### THE INPUT

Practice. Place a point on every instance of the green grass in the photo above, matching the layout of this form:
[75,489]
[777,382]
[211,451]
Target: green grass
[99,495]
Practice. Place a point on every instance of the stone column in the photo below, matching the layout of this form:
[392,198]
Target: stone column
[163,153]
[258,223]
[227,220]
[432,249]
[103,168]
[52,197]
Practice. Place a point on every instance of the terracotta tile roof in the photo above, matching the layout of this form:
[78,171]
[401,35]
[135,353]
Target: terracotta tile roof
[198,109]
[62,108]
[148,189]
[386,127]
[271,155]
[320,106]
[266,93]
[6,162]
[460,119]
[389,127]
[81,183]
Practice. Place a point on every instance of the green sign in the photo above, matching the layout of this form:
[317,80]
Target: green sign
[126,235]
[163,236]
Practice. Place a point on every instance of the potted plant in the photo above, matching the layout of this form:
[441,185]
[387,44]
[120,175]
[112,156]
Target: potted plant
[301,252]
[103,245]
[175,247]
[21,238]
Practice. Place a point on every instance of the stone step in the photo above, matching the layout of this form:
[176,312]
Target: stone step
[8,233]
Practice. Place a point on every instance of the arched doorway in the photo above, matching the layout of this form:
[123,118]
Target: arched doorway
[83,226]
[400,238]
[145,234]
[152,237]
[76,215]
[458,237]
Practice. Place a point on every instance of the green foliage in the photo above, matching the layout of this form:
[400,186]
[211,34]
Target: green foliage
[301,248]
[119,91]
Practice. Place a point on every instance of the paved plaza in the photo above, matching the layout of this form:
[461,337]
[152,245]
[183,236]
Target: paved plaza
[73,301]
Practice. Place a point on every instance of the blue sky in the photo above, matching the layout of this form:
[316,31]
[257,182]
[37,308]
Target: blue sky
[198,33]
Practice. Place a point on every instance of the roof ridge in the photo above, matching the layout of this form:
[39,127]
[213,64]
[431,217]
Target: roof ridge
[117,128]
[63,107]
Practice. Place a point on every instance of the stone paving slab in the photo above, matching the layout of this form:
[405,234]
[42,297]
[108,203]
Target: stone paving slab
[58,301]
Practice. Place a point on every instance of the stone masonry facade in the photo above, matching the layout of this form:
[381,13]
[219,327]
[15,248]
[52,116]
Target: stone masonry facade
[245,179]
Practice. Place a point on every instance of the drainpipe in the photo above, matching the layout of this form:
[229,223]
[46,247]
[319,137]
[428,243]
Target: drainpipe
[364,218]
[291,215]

######

- **DESCRIPTION OF THE TASK**
Copy all of the items above word for word, leaving each line unchanged.

- **FINAL RESULT**
Practice. Place a point on every instance of the green grass in the photo above, matching the layout of this form:
[75,489]
[777,382]
[211,451]
Target: green grass
[99,495]
Practice. Place a point on every instance of the stone column in the photo below, matching the layout of this form:
[392,198]
Target: stone column
[163,153]
[258,223]
[227,220]
[432,249]
[103,168]
[52,197]
Practice. Place a point on every instance of the terracotta tile roof in the photo above, matching the layout of this form:
[78,171]
[401,35]
[135,353]
Target: terracotta tile roof
[198,109]
[62,108]
[148,189]
[386,127]
[271,155]
[320,106]
[266,93]
[6,162]
[460,119]
[389,127]
[81,183]
Practice. Place a point on every instance of the green sign in the photo above, matching the layout of this form:
[317,80]
Target: green sign
[126,235]
[163,236]
Practice. Place a point on every instance of the potted plant in the photo above, matching the layout of this form:
[441,185]
[387,44]
[120,175]
[112,156]
Target: potted plant
[301,252]
[103,245]
[175,247]
[21,238]
Practice. Place a point on every instance of the stone step in the photo above, matching the layout of this form:
[176,312]
Target: stone step
[8,233]
Practice. Place a point on every instance of the arched doorway in the photo above, matching the layout of this form:
[123,118]
Target: arched doorway
[83,226]
[400,238]
[145,234]
[152,237]
[76,215]
[458,237]
Practice. Place a point on every instance of the green foliage in the photo above, matching the layout of this form:
[400,186]
[211,34]
Target: green foliage
[301,248]
[119,91]
Practice. Place a point on every instance of the paved plaza in the photo above, matching the layout of this form:
[461,337]
[152,245]
[183,236]
Target: paved plaza
[73,301]
Practice. Place a point on every instance of the blue sky in the photo above, matching the layout of this form:
[316,31]
[257,182]
[37,308]
Target: blue sky
[198,33]
Practice. Place a point on every instance of the roof ridge in the photo above, matching the layout of this form:
[39,127]
[213,64]
[431,217]
Target: roof ridge
[117,128]
[63,107]
Practice. Place a point on every instance of the stone paving slab in the photo above, matching the layout of this form:
[405,234]
[42,297]
[108,203]
Target: stone paving slab
[58,301]
Practice. Place a point on every instance of the stone masonry facade in the photo above, matching the layout of this form:
[381,13]
[219,327]
[15,248]
[52,116]
Target: stone masonry facade
[245,179]
Practice. Place a point on every instance of the drainpipe in the photo above, matching the layout of this form:
[229,223]
[46,247]
[319,137]
[428,243]
Target: drainpipe
[364,218]
[291,215]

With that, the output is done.